-------- DONNÉES FOURNIES --------

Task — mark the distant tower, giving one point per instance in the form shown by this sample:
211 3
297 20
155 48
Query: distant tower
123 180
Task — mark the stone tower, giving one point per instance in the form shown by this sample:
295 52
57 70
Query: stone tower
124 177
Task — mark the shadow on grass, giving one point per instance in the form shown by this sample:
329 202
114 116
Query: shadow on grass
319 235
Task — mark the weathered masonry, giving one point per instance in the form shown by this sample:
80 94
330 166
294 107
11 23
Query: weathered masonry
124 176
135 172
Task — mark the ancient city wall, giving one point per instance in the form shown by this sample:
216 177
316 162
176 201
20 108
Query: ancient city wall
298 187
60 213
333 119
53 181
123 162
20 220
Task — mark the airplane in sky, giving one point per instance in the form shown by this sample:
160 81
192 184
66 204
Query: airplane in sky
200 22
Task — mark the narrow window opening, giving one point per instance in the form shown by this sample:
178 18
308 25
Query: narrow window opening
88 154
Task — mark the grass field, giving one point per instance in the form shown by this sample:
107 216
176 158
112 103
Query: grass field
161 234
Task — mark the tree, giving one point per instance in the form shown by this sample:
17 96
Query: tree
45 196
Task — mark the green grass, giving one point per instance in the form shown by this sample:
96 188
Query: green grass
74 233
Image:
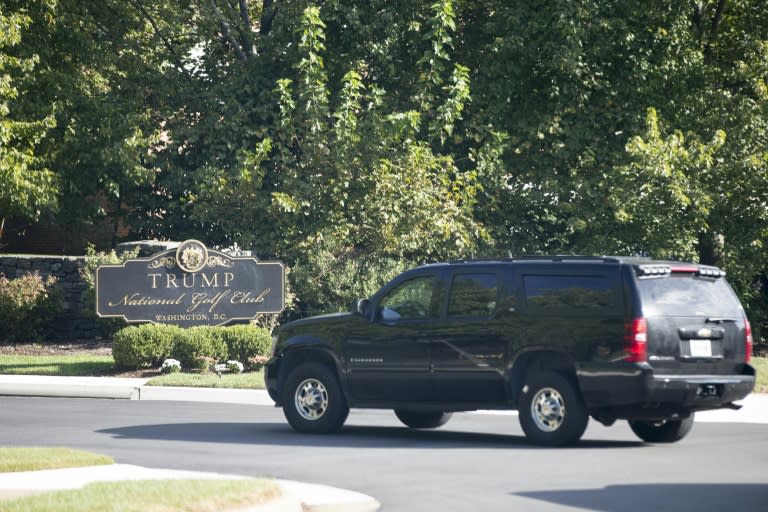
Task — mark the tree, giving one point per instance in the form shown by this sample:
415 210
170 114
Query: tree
28 187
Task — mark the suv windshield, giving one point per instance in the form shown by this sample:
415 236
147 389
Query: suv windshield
687 295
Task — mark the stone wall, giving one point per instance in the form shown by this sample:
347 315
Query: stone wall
77 319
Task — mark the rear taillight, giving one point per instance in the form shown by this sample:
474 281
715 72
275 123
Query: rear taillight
748 342
636 341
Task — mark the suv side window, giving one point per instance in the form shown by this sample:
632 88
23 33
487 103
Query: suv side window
557 293
473 295
411 300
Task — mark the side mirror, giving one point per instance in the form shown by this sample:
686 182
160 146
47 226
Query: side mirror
363 307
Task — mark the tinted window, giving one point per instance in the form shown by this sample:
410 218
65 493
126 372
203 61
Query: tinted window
409 300
569 292
472 295
686 295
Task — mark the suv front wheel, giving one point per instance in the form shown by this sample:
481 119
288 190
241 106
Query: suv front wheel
669 431
313 401
551 411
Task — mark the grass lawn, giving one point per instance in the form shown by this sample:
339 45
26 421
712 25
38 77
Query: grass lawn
761 365
34 459
62 365
250 380
154 495
128 496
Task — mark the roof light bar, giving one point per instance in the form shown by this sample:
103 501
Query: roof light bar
654 270
711 272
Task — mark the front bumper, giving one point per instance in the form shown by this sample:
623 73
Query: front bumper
270 379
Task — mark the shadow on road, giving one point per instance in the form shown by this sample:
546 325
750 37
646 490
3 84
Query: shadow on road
645 497
280 434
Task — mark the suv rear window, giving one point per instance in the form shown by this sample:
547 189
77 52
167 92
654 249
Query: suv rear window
681 294
569 292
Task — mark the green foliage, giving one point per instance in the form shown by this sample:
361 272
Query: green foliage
398 132
144 346
27 187
28 307
246 341
199 342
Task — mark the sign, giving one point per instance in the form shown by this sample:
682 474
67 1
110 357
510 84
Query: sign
189 286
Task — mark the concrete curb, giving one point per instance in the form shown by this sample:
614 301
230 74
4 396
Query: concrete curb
71 387
119 388
754 410
296 496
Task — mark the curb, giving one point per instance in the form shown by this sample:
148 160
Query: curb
71 387
296 496
123 389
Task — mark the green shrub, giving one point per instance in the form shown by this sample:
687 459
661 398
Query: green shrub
246 341
198 342
143 346
28 307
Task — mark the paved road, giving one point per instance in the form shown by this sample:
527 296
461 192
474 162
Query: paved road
477 462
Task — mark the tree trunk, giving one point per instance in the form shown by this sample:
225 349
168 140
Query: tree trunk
712 249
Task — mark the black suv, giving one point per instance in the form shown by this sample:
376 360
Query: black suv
559 339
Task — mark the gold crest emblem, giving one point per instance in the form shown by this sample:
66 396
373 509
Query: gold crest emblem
191 256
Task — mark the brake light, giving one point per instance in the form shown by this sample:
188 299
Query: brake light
636 341
748 341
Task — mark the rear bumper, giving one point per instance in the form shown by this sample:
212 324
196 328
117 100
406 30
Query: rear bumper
699 392
641 387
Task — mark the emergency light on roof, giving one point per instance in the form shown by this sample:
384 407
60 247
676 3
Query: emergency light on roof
653 270
662 270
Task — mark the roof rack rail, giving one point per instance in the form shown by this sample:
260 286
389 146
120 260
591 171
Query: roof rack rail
568 257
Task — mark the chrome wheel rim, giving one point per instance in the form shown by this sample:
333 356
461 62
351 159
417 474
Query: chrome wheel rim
311 399
548 409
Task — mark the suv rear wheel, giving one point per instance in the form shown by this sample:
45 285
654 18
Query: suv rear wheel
416 419
669 431
313 402
551 411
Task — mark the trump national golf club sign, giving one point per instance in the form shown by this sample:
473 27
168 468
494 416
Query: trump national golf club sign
191 285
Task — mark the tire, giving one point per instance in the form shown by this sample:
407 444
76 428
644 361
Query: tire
416 419
551 411
313 402
669 431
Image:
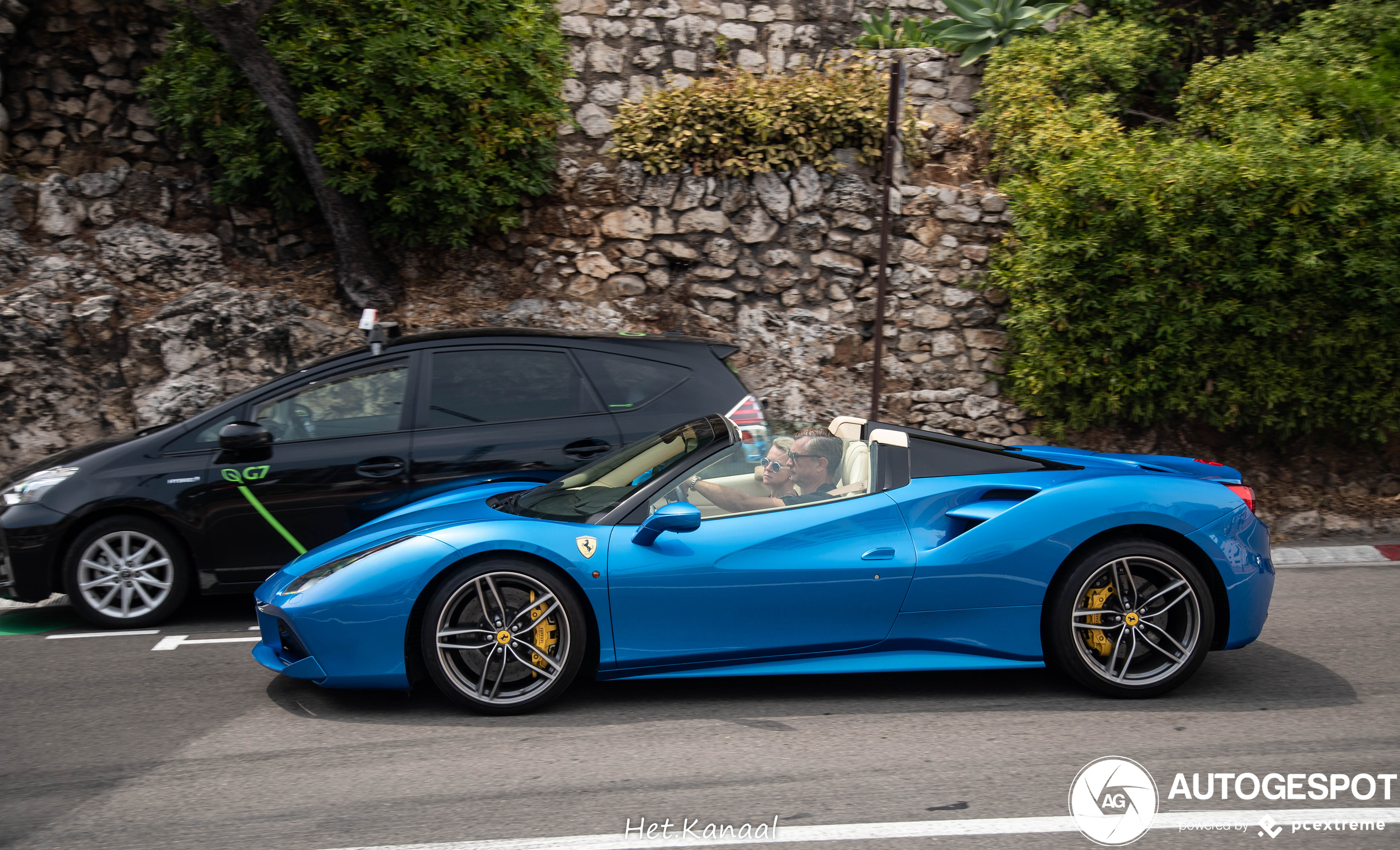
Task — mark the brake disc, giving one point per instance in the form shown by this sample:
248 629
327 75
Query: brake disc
1095 600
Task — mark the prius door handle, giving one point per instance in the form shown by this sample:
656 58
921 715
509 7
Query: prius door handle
380 467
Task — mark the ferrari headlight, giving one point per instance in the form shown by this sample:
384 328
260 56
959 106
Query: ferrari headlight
33 488
313 577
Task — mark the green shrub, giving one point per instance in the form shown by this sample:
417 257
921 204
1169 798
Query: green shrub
740 123
437 117
1241 268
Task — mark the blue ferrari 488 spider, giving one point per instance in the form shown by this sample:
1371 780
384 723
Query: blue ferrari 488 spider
857 548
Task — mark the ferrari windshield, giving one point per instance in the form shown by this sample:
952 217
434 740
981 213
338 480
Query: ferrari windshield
602 486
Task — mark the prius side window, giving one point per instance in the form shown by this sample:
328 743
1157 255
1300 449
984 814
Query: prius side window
342 406
629 383
504 385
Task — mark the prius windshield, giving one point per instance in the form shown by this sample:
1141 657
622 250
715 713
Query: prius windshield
602 486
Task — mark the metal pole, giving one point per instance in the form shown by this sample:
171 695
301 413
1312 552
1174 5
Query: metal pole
896 104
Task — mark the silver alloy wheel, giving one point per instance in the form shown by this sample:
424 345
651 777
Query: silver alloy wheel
1136 621
125 574
503 638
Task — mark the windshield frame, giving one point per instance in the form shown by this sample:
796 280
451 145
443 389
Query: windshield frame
724 437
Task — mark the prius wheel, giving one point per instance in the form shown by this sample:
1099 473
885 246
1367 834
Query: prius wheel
126 572
1133 620
504 636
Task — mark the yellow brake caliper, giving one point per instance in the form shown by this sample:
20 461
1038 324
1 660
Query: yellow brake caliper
1098 641
546 635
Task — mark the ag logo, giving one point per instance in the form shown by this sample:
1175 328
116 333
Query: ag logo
250 474
1113 801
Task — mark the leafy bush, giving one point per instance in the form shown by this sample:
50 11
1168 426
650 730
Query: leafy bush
880 33
1241 268
740 123
437 117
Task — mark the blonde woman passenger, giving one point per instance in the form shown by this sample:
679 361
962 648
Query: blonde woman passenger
777 476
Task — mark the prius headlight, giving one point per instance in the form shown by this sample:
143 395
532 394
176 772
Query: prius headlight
313 577
33 488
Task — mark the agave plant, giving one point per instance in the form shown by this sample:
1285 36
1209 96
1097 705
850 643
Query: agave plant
882 34
983 24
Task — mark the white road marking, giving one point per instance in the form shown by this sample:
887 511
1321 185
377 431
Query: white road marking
171 642
1328 555
103 633
1351 563
906 830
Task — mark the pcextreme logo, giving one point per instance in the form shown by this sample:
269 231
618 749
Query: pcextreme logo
251 474
1113 801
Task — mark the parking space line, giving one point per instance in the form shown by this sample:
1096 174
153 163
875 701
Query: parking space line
171 642
103 633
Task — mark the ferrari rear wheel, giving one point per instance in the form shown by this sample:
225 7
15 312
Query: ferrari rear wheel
504 636
1132 620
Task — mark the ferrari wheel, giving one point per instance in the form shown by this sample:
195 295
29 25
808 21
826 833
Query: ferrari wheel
126 572
504 636
1132 620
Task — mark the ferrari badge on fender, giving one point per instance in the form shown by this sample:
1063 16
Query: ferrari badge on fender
587 545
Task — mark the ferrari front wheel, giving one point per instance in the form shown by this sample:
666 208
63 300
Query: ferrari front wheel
504 636
1130 620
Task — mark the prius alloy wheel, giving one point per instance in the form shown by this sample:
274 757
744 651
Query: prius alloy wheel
126 572
504 638
1133 620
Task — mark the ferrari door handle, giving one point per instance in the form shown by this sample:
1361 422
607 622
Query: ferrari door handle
587 449
380 467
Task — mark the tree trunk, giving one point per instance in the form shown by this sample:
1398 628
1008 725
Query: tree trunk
359 272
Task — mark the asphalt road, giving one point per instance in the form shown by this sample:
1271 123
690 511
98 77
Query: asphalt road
107 744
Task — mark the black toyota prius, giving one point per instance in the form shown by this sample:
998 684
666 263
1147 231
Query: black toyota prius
128 525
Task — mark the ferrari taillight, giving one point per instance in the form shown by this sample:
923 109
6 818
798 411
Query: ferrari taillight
747 412
1246 493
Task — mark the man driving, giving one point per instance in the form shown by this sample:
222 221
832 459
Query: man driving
815 462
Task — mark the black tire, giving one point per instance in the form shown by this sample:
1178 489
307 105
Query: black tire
1145 647
126 572
543 646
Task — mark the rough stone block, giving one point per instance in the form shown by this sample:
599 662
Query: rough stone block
703 222
979 338
721 252
632 223
752 224
649 58
576 25
595 263
628 284
930 317
842 263
660 190
740 33
960 213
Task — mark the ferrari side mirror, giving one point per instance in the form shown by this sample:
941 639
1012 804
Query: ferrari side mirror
678 516
244 434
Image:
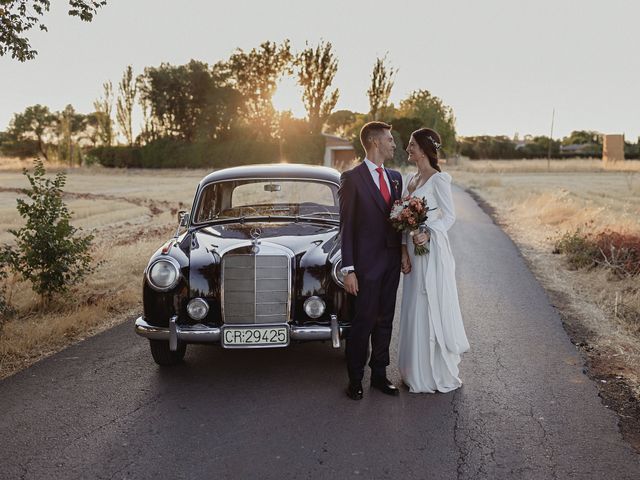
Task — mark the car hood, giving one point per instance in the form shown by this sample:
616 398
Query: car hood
312 245
297 237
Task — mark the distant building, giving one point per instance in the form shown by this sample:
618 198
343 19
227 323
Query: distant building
338 152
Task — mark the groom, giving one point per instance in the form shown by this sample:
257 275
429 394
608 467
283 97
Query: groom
370 257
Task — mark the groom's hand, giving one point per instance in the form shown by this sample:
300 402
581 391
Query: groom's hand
351 283
405 265
421 238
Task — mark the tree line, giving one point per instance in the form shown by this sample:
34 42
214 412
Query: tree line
579 143
224 107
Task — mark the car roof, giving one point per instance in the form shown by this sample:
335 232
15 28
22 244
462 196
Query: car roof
274 170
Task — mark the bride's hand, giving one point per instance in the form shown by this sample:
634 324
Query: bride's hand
420 238
405 262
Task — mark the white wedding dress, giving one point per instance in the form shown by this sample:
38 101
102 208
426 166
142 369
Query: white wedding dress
432 335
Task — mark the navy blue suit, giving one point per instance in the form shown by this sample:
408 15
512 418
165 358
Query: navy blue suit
372 246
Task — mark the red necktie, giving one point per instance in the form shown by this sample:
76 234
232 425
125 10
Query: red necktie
384 190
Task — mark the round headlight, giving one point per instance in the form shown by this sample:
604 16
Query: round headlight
336 273
197 308
314 307
163 275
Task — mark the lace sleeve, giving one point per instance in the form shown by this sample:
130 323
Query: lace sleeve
442 192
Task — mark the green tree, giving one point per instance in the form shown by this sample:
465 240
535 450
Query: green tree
255 75
71 130
36 123
103 107
380 88
127 92
188 102
49 253
17 17
581 137
432 113
317 68
339 123
405 126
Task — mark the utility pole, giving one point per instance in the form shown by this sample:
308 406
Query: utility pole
553 114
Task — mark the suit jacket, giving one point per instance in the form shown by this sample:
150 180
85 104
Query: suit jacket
368 240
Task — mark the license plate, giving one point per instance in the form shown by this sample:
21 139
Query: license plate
247 337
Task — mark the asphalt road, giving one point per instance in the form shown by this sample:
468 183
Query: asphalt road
102 409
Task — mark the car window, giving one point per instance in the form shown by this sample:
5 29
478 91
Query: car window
267 197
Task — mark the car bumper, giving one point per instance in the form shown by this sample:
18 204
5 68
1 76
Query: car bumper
204 334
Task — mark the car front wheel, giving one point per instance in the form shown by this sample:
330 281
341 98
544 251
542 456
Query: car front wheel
163 356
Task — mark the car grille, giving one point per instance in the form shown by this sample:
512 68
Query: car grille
256 288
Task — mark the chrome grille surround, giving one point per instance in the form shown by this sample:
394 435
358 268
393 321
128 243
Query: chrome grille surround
256 287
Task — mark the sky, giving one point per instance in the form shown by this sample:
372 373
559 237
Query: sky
502 65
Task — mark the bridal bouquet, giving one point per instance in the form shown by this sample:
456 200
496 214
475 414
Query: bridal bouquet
410 213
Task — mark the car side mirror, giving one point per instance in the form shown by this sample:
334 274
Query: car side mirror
183 218
272 187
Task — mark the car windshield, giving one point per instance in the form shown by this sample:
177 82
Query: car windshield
247 198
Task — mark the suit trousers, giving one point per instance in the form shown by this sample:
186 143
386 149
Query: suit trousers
375 307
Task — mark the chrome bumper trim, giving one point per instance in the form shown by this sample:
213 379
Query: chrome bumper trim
203 334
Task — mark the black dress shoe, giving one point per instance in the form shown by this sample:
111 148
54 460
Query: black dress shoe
384 385
354 390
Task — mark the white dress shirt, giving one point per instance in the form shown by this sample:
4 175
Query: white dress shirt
374 174
376 179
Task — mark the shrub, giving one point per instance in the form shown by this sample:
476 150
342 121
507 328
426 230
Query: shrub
5 308
49 253
580 249
619 252
239 150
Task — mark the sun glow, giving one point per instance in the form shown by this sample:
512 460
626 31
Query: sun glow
288 96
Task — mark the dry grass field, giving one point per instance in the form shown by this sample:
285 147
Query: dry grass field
131 213
536 206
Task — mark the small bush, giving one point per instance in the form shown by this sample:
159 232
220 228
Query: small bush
48 251
580 249
5 308
619 252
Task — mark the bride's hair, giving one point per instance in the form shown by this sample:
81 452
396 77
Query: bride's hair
429 142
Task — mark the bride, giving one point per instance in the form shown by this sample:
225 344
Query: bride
432 335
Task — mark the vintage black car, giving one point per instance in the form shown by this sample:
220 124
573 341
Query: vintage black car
257 266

--------

Convertis en liste JSON de chaînes les lignes des données qui vont de celle contenant "Task — mark the dry" jusqu'à la fin des données, ces deux bouts compris. Mets une chaîne par ligne et laisse de côté les lignes vides.

• **RÉSULTAT OBTENU**
[
  "Task — mark the dry grass field, giving one point per instance in the form shown by this sample:",
  "285 147",
  "Query: dry grass field",
  "131 213",
  "536 206",
  "Task — mark the small bush, giving one point per instance in the form shown by this sample:",
  "159 232",
  "220 228",
  "Query: small bush",
  "48 251",
  "580 249",
  "5 308",
  "619 252",
  "Task — mark the bride's hair, giving one point per instance in the form shown by this sample:",
  "81 452",
  "396 77",
  "Query: bride's hair",
  "429 142",
  "Task — mark the bride, giving one point per instance in the form shown by this sample:",
  "225 344",
  "Query: bride",
  "432 335",
  "Task — mark the vintage black car, giving one point per instance in the form shown by this sample:",
  "220 124",
  "573 341",
  "Query: vintage black car",
  "257 266"
]